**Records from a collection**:
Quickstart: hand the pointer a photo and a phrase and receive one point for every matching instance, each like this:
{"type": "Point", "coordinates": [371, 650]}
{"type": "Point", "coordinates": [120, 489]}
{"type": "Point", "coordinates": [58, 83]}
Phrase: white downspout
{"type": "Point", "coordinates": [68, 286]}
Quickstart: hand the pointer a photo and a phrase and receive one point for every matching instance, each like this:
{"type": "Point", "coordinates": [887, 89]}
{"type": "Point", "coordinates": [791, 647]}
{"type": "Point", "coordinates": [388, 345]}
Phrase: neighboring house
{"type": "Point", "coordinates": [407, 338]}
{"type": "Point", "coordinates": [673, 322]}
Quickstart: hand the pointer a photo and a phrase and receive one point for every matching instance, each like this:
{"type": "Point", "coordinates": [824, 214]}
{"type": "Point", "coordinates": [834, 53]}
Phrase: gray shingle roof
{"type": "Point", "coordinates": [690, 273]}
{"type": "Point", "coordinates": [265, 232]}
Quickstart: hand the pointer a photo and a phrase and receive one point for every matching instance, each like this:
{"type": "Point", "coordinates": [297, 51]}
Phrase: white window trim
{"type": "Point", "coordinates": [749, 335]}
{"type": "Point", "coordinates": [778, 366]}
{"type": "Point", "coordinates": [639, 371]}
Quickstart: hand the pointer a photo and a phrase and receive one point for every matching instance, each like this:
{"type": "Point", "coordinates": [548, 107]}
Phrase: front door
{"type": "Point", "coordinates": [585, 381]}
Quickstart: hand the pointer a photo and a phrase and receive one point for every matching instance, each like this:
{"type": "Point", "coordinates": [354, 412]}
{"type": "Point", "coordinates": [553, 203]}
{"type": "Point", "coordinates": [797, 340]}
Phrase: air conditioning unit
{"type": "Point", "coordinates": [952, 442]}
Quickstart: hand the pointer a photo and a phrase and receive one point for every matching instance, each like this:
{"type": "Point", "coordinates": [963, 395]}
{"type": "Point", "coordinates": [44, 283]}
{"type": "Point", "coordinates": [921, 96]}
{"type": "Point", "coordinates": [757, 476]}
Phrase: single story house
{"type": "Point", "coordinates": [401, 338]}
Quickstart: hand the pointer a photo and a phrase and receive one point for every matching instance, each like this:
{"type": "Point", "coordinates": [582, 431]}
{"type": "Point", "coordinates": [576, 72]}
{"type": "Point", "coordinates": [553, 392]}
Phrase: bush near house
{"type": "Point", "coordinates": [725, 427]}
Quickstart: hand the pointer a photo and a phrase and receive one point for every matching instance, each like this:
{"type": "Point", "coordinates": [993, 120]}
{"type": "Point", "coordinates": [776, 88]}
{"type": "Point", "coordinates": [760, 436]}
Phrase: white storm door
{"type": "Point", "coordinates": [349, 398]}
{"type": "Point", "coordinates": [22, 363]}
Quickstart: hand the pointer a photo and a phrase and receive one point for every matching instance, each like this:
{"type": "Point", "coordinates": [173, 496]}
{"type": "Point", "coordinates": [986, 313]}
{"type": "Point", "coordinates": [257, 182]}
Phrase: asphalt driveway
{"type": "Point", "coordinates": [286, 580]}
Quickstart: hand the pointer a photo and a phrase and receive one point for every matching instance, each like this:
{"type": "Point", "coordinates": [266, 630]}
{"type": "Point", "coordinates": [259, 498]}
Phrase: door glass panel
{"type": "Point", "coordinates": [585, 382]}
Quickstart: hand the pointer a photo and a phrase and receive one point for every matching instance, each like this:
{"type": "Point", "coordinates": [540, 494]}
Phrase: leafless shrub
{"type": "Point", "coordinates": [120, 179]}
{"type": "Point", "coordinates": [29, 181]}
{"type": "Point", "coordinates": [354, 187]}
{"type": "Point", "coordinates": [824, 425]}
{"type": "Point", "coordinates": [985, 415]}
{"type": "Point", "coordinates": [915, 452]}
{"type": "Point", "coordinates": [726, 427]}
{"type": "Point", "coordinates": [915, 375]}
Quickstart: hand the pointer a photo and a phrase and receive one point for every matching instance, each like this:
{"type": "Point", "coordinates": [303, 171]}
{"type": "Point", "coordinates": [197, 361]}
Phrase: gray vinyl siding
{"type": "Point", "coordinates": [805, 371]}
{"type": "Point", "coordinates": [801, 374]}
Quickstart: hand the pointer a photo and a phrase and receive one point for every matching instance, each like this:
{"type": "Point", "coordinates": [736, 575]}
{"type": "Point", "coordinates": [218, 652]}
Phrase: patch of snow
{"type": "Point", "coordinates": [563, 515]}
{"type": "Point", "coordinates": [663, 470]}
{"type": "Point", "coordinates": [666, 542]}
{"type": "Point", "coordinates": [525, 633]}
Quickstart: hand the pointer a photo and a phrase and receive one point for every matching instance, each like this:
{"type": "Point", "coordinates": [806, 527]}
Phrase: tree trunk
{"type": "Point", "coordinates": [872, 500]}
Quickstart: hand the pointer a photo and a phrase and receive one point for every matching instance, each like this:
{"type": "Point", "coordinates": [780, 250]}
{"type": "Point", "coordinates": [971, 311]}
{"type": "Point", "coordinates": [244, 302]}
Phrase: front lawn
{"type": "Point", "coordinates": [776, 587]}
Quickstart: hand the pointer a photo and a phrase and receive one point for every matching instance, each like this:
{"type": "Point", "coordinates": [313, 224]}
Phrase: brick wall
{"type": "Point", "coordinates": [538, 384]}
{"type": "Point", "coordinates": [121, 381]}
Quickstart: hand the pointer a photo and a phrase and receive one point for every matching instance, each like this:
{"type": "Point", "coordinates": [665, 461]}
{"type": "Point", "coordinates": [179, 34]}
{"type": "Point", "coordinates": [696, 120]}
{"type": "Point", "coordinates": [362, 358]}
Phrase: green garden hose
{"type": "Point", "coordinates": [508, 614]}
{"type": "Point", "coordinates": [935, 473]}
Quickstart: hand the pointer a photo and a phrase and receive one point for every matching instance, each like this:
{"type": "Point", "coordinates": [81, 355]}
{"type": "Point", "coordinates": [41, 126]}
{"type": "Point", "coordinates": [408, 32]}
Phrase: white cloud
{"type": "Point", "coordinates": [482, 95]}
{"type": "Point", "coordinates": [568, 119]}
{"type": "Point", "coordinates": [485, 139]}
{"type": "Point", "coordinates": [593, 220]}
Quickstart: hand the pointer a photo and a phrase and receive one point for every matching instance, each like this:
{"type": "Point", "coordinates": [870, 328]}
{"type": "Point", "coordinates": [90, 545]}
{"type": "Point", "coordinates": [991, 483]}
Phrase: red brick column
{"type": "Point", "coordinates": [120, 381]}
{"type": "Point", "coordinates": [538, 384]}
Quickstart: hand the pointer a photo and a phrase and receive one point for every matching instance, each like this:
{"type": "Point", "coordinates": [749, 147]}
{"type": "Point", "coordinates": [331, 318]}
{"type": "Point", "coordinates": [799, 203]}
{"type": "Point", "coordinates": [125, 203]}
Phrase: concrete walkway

**WHAT NEEDS TO BE DONE**: Find every line in the data above that contains the word "gray" and copy each one. Case counts.

**COMPLETE RESPONSE**:
Phrase: gray shingle roof
Phrase: gray vinyl siding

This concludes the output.